Dataset entries:
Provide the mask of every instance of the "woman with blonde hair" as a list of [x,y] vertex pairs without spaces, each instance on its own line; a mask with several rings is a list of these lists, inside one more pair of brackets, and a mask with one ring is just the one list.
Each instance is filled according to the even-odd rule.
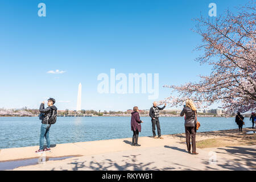
[[191,146],[190,144],[190,138],[191,137],[192,152],[192,154],[198,154],[196,152],[196,113],[197,113],[196,107],[195,106],[193,101],[188,98],[186,100],[186,105],[180,113],[180,116],[183,117],[184,114],[185,118],[185,133],[186,135],[186,143],[188,148],[188,151],[191,154]]

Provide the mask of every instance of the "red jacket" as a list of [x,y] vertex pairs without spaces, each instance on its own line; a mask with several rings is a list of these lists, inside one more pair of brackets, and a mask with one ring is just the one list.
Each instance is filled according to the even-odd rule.
[[139,118],[139,114],[137,111],[131,113],[131,130],[135,131],[136,129],[141,132],[141,120]]

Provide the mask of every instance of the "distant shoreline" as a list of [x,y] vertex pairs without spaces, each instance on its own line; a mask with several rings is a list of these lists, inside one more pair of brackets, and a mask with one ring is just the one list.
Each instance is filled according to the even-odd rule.
[[[0,117],[38,117],[38,115],[0,115]],[[130,117],[130,115],[92,115],[93,117]],[[141,115],[141,117],[149,117],[147,115]],[[197,115],[198,117],[209,117],[209,118],[234,118],[235,116],[230,116],[230,117],[224,117],[220,115]],[[84,117],[84,116],[58,116],[58,117]],[[179,115],[160,115],[160,117],[181,117]],[[245,118],[249,118],[250,117],[245,116]]]

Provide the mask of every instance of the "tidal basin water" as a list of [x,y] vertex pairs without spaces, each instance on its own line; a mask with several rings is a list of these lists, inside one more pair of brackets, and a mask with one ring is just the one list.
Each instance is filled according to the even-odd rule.
[[[150,118],[142,117],[139,136],[152,136]],[[234,118],[199,117],[199,132],[238,129]],[[251,127],[249,118],[243,127]],[[184,118],[160,117],[162,135],[184,133]],[[0,148],[38,146],[38,117],[0,117]],[[157,130],[156,128],[156,132]],[[131,137],[130,117],[58,117],[50,128],[51,144]]]

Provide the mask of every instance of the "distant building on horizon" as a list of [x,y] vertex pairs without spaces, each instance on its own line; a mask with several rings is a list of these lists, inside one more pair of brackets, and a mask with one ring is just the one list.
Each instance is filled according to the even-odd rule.
[[82,84],[79,83],[77,93],[77,102],[76,104],[76,111],[80,111],[82,105]]

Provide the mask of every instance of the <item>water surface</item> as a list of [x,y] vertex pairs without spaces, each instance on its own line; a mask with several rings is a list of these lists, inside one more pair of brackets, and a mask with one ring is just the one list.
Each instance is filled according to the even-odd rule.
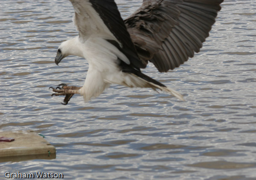
[[[141,4],[118,0],[123,17]],[[68,0],[0,2],[0,131],[32,130],[55,159],[0,163],[6,171],[62,173],[65,180],[253,180],[256,178],[256,5],[225,0],[199,53],[173,71],[143,72],[186,101],[112,85],[84,103],[51,97],[50,86],[81,86],[88,65],[54,63],[77,35]]]

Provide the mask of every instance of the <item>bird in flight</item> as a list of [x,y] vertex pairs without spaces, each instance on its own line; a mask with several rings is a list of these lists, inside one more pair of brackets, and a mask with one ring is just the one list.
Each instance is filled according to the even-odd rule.
[[52,96],[73,95],[85,101],[111,84],[160,89],[184,100],[182,95],[143,73],[148,62],[160,72],[173,69],[199,51],[215,22],[223,0],[143,0],[123,20],[114,0],[70,0],[79,35],[62,42],[55,63],[76,55],[89,68],[82,87],[62,83]]

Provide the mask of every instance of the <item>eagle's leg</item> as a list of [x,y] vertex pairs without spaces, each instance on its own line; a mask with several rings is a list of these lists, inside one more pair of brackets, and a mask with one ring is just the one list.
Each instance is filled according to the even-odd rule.
[[66,84],[62,83],[59,84],[56,88],[54,88],[52,87],[50,87],[49,88],[52,88],[52,91],[55,92],[55,93],[52,94],[52,96],[53,95],[65,96],[65,98],[63,100],[64,103],[61,103],[61,104],[66,105],[67,104],[67,103],[71,97],[72,97],[73,95],[75,94],[80,94],[78,92],[78,90],[81,87],[68,86]]

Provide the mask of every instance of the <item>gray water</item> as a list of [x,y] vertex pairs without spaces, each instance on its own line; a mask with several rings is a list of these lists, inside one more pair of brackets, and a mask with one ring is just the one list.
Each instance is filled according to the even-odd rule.
[[[116,1],[123,17],[141,4]],[[68,0],[0,1],[0,131],[32,130],[55,159],[0,163],[6,171],[62,173],[65,180],[256,179],[256,4],[225,0],[210,37],[184,65],[143,71],[182,94],[112,85],[65,106],[50,86],[81,86],[88,65],[54,63],[78,33]]]

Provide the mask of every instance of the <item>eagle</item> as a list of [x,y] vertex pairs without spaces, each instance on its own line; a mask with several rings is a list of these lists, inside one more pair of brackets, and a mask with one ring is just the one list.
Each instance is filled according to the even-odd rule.
[[111,84],[177,91],[142,72],[149,62],[160,72],[178,67],[194,56],[209,36],[223,0],[143,0],[123,20],[114,0],[70,0],[79,35],[63,42],[57,65],[70,55],[86,59],[89,67],[82,87],[61,83],[52,96],[64,95],[64,105],[75,94],[85,101]]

** Given task **
Rewrite all of the material with every "vertex pairs" changed to "coordinate pairs" and everything else left as it is. Leave the pictures out.

** Result of the task **
Provide the mask of every instance of the "woman with blonde hair" as a list of [x,y] coordinate pairs without spaces, each instance on its own line; a mask with several rings is a list of these lists, inside one more pair of brackets, and a mask with one ring is just the one list.
Each instance is filled according to the even-odd rule.
[[191,146],[190,144],[190,138],[191,137],[192,152],[192,154],[198,154],[196,152],[196,113],[197,113],[196,107],[195,106],[193,101],[188,98],[186,100],[186,105],[180,113],[180,116],[183,117],[184,114],[185,118],[185,133],[186,135],[186,143],[188,148],[188,151],[191,154]]

Provide the mask of every instance of the "red jacket" as a list of [x,y] coordinate pairs without spaces, each instance on its own line; a mask with several rings is a list of these lists, inside one more pair of brackets, and a mask with one ring is just the one list.
Each instance is filled according to the even-odd rule.
[[139,118],[139,114],[137,111],[131,113],[131,130],[135,131],[136,129],[141,132],[141,120]]

Provide the mask of every instance of the "distant shoreline" as a list of [x,y] coordinate pairs without spaces, each instance on its own line; a mask with several rings is a list of these lists, inside one more pair of brackets, and a mask with one ring is just the one list.
Each instance is filled according to the even-odd rule.
[[[0,117],[38,117],[38,115],[0,115]],[[130,117],[130,115],[92,115],[93,117]],[[141,115],[141,117],[149,117],[147,115]],[[197,115],[198,117],[209,117],[209,118],[234,118],[235,116],[230,116],[230,117],[224,117],[220,115]],[[84,117],[84,116],[58,116],[58,117]],[[179,115],[160,115],[160,117],[181,117]],[[245,118],[249,118],[250,117],[245,116]]]

Provide the mask of every instance of the "tidal basin water" as a list of [x,y] coordinate pairs without spaces, each instance on its own line; a mask with several rings is a list of these lists, inside one more pair of brackets, and a mask with one ring is just the one list.
Each instance is filled according to the even-odd rule.
[[[150,118],[142,117],[139,136],[152,136]],[[234,118],[199,117],[199,132],[238,129]],[[251,127],[249,118],[243,127]],[[184,118],[160,117],[162,135],[184,133]],[[0,148],[38,146],[38,117],[0,117]],[[157,130],[156,128],[156,132]],[[131,137],[130,117],[58,117],[50,128],[51,144]]]

Provide the mask of every instance of the "distant building on horizon" as a list of [x,y] coordinate pairs without spaces, each instance on its own line; a mask with several rings is a list of these lists, inside one more pair of brackets, and a mask with one ring is just the one list.
Each instance is filled according to the even-odd rule.
[[82,84],[79,83],[77,93],[77,102],[76,104],[76,111],[80,111],[82,105]]

Provide the mask of every instance of the <item>water surface</item> as a list of [x,y] coordinate pairs without spaces, each instance on its own line; a mask with several rings is a list of these lists, inside one more pair of brackets, and a mask with one ring is just the one list.
Each instance is filled according to the even-odd rule.
[[[141,4],[118,0],[123,17]],[[68,0],[0,2],[0,131],[32,130],[55,159],[0,163],[6,171],[62,173],[65,180],[253,180],[256,178],[256,5],[225,0],[199,53],[173,71],[143,72],[186,101],[112,85],[84,103],[51,97],[50,86],[81,86],[88,65],[54,63],[77,35]]]

Provide the mask of every instance of the <item>bird in flight</item> as a list of [x,y] coordinate pairs without spaces, each instance on its own line; a mask with several rings is a list of these lists, inside one more pair of brackets, and a mask with one ring is just the one list.
Each instance is filled according to the even-odd rule.
[[52,96],[73,95],[85,101],[111,84],[160,89],[184,100],[182,95],[143,73],[148,62],[160,72],[173,69],[199,51],[215,22],[223,0],[143,0],[123,20],[114,0],[70,0],[79,35],[62,42],[55,63],[76,55],[89,68],[82,87],[62,83]]

Provide the mask of every instance of the <item>eagle's leg</item> as a list of [x,y] coordinate pairs without spaces, each instance on its own line; a mask with several rings is a list of these lists, inside one more pair of brackets, and a mask with one ring is just the one list.
Each instance is filled according to the even-odd rule.
[[66,84],[62,83],[59,84],[56,88],[54,88],[52,87],[50,87],[49,88],[52,88],[52,91],[55,92],[55,93],[52,94],[52,96],[53,95],[65,96],[65,98],[63,100],[64,103],[61,103],[61,104],[66,105],[67,104],[67,103],[71,97],[72,97],[73,95],[75,94],[80,94],[78,92],[78,90],[81,87],[68,86]]

Provide the mask of every instance of the <item>gray water</item> as a list of [x,y] coordinate pairs without spaces, each instance on its own line; a mask with several rings is a list of these lists, inside one more pair of brackets, and a mask with one ring is just the one list.
Each instance is filled according to the even-odd rule.
[[[116,1],[123,17],[141,4]],[[68,0],[0,1],[0,131],[32,130],[55,159],[0,163],[6,171],[62,173],[65,180],[256,179],[256,4],[225,0],[210,37],[184,65],[143,71],[182,94],[112,85],[65,106],[50,86],[81,86],[88,65],[54,63],[78,33]]]

Provide the mask of every instance of the <item>eagle</item> as a list of [x,y] coordinate pairs without spaces, each instance on its own line; a mask with several rings is a list of these lists, inside one more pair of brackets, and a mask with one ring is just the one list.
Each instance is filled according to the even-odd rule.
[[111,84],[177,91],[142,72],[149,62],[160,72],[178,67],[194,56],[209,36],[223,0],[143,0],[123,20],[114,0],[70,0],[79,35],[63,42],[57,65],[70,55],[86,59],[89,67],[82,87],[61,83],[52,96],[64,95],[64,105],[75,94],[85,101]]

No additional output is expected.